» Given text
— begin —

Sunday, October 3, 2010

This Particular Poop of Peter's

(First of all, I apologize in advance to Peter for this. I want you to know, I never would have put this out onto the Internet if it wasn't for your mom's special request. But, as faithful readers know, I've never been able to refuse Teresa.)

It looked something like soft-serve ice cream only it had more texture and was green-ish-brown, like if soft-serve ice cream came in split pea and ground chuck flavor and had smushed bits of split pea and ground chuck spread evenly throughout.

It was coming out of the bottom of my best friend's baby.

Now, I've changed my fair share of diapers. The lowest several hundred dollars of my bank account are the savings I accumulated working as a babysitter on weekend nights and summers during high school. At one time, I was even good at changing diapers. But, as a non-parent, I never got over the embarrassment of having to hold a little human's feet above his or her head while I swiped at his or her bare bottom with moist towelettes and various creams and powders.

Still, even with my experience, I've never seen anything like this particular poop of Peter's (Peter, I love you). Tiffany, Teresa and I were sitting in the breakfast room of a hotel in Sonoma last weekend when it happened. We had just finished one of those breakfasts reminiscent of mornings in the college dining hall in which you keep going back for more just because no one is adding each additional item to a bill. I managed to eat a Belgian waffle, a plate of too-dry scrambled eggs, a chocolate chocolate-chip muffin, a handful of fruit loops, a tiny little cup of yogurt and a banana in the span of about 30 minutes.

— end —

» Dataset excerpts
— begin —

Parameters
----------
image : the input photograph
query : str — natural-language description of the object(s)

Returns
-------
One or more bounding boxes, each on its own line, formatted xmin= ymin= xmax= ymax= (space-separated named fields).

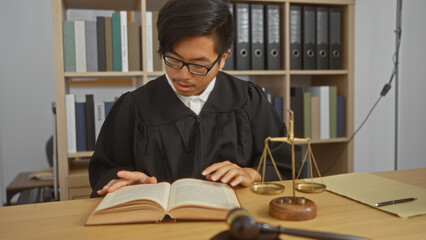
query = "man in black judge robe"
xmin=89 ymin=0 xmax=291 ymax=197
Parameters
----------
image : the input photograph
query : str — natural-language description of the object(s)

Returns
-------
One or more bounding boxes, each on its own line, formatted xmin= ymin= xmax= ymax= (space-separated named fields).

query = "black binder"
xmin=235 ymin=3 xmax=250 ymax=70
xmin=302 ymin=6 xmax=316 ymax=69
xmin=223 ymin=3 xmax=235 ymax=70
xmin=265 ymin=4 xmax=281 ymax=70
xmin=328 ymin=7 xmax=342 ymax=69
xmin=250 ymin=4 xmax=265 ymax=70
xmin=290 ymin=5 xmax=302 ymax=69
xmin=316 ymin=7 xmax=329 ymax=69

— end —

» Brief 1
Reproduce the blog post word for word, starting at "Sunday, October 3, 2010" and ending at "to refuse Teresa.)".
» Brief 2
According to the blog post, where were Tiffany, Teresa and the writer sitting when it happened?

» Expected answer 1
Sunday, October 3, 2010

This Particular Poop of Peter's

(First of all, I apologize in advance to Peter for this. I want you to know, I never would have put this out onto the Internet if it wasn't for your mom's special request. But, as faithful readers know, I've never been able to refuse Teresa.)

» Expected answer 2
In the breakfast room of a hotel in Sonoma.